### YOUR GOAL
Nothing outside the range below should be printed. Output exactly the lines from the line with "# for every instance of the concrete sidewalk, place" to the line with "# for every instance of the tall", both included.

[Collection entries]

____________________

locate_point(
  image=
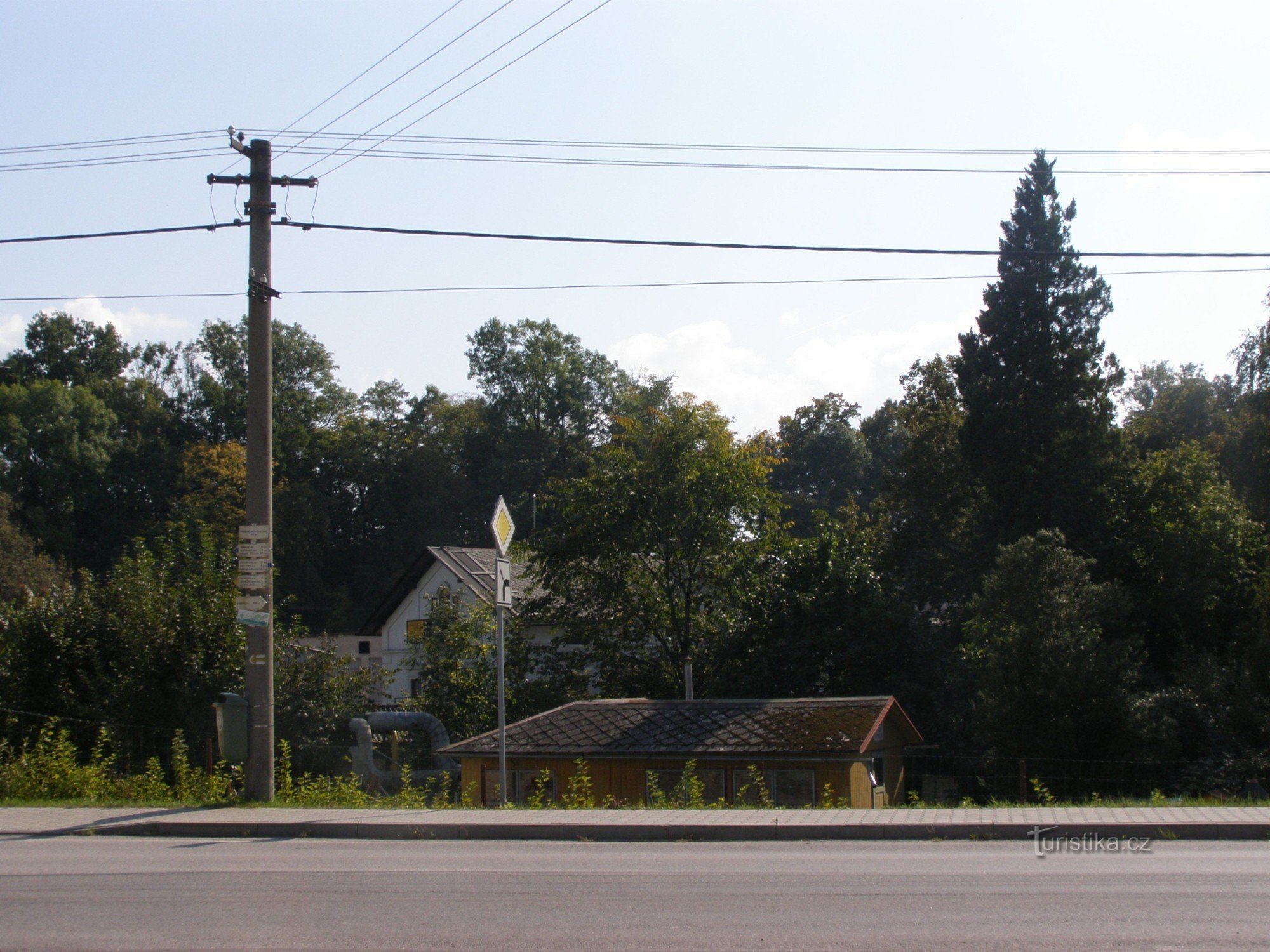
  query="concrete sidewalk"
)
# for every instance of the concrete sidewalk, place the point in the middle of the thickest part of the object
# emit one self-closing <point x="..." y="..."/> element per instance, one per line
<point x="645" y="826"/>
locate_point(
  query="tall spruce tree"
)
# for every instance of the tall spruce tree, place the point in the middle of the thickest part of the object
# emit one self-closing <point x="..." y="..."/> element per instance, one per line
<point x="1034" y="379"/>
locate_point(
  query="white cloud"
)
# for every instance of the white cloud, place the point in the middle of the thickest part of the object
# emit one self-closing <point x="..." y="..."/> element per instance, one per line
<point x="1221" y="209"/>
<point x="134" y="326"/>
<point x="12" y="331"/>
<point x="756" y="389"/>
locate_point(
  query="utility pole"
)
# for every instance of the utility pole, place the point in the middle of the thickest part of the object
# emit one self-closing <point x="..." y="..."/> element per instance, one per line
<point x="256" y="539"/>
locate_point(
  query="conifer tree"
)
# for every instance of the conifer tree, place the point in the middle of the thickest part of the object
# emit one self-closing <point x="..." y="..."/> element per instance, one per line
<point x="1034" y="379"/>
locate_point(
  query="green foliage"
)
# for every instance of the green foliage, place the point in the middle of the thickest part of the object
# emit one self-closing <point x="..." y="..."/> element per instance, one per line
<point x="653" y="548"/>
<point x="49" y="767"/>
<point x="1041" y="793"/>
<point x="1037" y="388"/>
<point x="454" y="657"/>
<point x="317" y="692"/>
<point x="25" y="571"/>
<point x="548" y="403"/>
<point x="1045" y="677"/>
<point x="580" y="791"/>
<point x="152" y="643"/>
<point x="826" y="461"/>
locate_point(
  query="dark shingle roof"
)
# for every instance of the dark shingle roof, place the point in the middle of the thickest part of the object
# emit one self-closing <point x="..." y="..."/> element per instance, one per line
<point x="637" y="727"/>
<point x="474" y="568"/>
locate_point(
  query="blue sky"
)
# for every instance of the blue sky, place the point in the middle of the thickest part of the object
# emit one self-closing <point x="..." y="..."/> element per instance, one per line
<point x="976" y="76"/>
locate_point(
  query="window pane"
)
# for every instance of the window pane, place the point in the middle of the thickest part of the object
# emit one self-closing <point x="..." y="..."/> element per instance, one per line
<point x="745" y="790"/>
<point x="794" y="789"/>
<point x="669" y="784"/>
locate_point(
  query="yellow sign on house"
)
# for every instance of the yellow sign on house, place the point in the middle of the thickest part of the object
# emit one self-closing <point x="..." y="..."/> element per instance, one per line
<point x="502" y="527"/>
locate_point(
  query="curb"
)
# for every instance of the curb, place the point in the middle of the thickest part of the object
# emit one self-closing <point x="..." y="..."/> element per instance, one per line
<point x="653" y="833"/>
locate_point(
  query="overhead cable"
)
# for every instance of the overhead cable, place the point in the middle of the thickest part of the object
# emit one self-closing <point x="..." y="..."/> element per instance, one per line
<point x="614" y="286"/>
<point x="749" y="247"/>
<point x="486" y="79"/>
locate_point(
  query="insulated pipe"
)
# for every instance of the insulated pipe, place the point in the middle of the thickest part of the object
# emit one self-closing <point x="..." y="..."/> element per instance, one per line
<point x="408" y="720"/>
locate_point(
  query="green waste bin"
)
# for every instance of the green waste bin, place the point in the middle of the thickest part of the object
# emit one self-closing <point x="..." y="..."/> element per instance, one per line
<point x="232" y="728"/>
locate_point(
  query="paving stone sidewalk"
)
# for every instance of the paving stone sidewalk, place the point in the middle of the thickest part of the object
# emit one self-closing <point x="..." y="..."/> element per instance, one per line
<point x="648" y="826"/>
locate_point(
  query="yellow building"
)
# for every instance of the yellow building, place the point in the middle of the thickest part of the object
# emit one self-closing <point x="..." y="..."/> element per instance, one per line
<point x="798" y="751"/>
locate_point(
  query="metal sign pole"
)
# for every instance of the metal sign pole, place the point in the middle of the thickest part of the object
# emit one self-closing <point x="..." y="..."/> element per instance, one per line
<point x="502" y="529"/>
<point x="502" y="715"/>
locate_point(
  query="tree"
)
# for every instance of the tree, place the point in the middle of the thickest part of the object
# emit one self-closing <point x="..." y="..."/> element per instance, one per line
<point x="1248" y="446"/>
<point x="307" y="397"/>
<point x="1037" y="388"/>
<point x="1166" y="407"/>
<point x="55" y="445"/>
<point x="1045" y="681"/>
<point x="25" y="571"/>
<point x="70" y="351"/>
<point x="932" y="508"/>
<point x="454" y="656"/>
<point x="150" y="643"/>
<point x="548" y="403"/>
<point x="826" y="460"/>
<point x="1189" y="554"/>
<point x="316" y="694"/>
<point x="651" y="549"/>
<point x="820" y="620"/>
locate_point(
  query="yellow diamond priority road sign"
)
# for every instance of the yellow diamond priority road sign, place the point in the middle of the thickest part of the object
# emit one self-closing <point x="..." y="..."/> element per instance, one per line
<point x="502" y="527"/>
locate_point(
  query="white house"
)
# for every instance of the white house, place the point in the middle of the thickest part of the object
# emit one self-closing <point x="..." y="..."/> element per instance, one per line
<point x="467" y="572"/>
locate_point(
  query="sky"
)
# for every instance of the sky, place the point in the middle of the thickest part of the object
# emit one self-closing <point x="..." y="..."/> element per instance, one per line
<point x="1104" y="77"/>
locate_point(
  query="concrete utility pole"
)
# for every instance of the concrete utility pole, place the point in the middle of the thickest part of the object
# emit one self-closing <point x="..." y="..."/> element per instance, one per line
<point x="256" y="539"/>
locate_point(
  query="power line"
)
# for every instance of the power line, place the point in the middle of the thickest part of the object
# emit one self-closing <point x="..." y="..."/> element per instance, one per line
<point x="741" y="246"/>
<point x="430" y="56"/>
<point x="394" y="82"/>
<point x="291" y="125"/>
<point x="128" y="159"/>
<point x="469" y="89"/>
<point x="604" y="286"/>
<point x="115" y="143"/>
<point x="737" y="148"/>
<point x="121" y="234"/>
<point x="639" y="243"/>
<point x="769" y="167"/>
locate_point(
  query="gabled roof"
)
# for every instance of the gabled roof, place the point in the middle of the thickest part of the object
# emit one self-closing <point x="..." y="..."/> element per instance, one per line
<point x="638" y="727"/>
<point x="474" y="568"/>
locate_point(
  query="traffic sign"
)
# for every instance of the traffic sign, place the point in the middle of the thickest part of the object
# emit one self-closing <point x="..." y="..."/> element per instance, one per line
<point x="502" y="527"/>
<point x="504" y="583"/>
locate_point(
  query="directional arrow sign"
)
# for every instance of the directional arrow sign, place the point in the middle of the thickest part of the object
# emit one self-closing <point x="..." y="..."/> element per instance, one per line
<point x="502" y="527"/>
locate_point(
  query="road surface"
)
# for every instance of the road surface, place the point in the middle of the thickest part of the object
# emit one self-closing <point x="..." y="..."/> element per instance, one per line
<point x="126" y="893"/>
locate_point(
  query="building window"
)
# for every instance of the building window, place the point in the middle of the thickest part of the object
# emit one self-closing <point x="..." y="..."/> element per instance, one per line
<point x="785" y="786"/>
<point x="670" y="785"/>
<point x="524" y="788"/>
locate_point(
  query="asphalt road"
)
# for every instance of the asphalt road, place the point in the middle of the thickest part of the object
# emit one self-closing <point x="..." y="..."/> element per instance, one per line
<point x="124" y="893"/>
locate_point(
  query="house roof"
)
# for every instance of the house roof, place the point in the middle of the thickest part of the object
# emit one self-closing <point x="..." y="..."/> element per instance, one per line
<point x="638" y="727"/>
<point x="474" y="568"/>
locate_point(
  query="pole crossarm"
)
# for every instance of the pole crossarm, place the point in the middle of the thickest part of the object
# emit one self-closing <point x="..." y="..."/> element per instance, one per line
<point x="284" y="181"/>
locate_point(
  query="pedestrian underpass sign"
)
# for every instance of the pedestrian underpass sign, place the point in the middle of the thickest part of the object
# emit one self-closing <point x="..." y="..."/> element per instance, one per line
<point x="504" y="583"/>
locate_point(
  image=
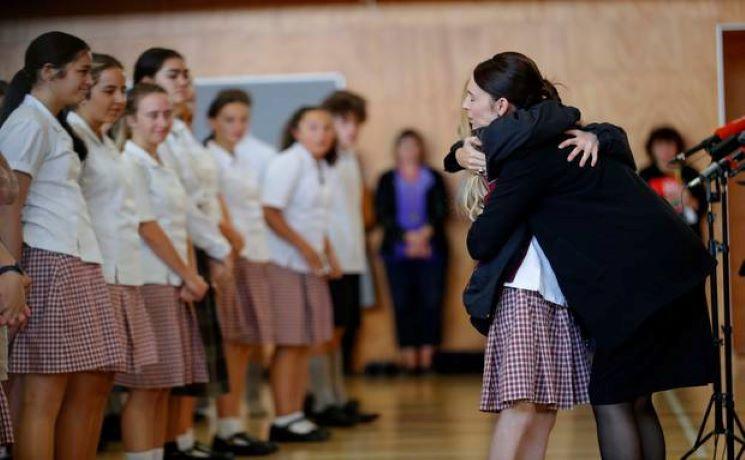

____________________

### ANSWER SECTION
# for every instance of the concrete sidewalk, place the point in the middle of the thickest part of the object
# emit one self-closing <point x="..." y="..."/> element per instance, one per line
<point x="645" y="826"/>
locate_point(
  query="tall spruce tree"
)
# for every instance of the tall spruce tree, place the point in the middle of the thickest part of the object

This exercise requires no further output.